EXERCISE TASK -
Return every one of the entries below verbatim, with each line unchanged and in its original order.

MATERIAL FOR THE TASK -
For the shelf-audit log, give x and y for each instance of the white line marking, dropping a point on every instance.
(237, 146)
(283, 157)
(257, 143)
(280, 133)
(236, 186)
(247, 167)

RESPONSE TO THE TASK -
For the shelf-audit log, give x and y for each instance of the white line marking, dropping a point on every instance.
(237, 146)
(283, 157)
(257, 143)
(280, 133)
(236, 186)
(247, 167)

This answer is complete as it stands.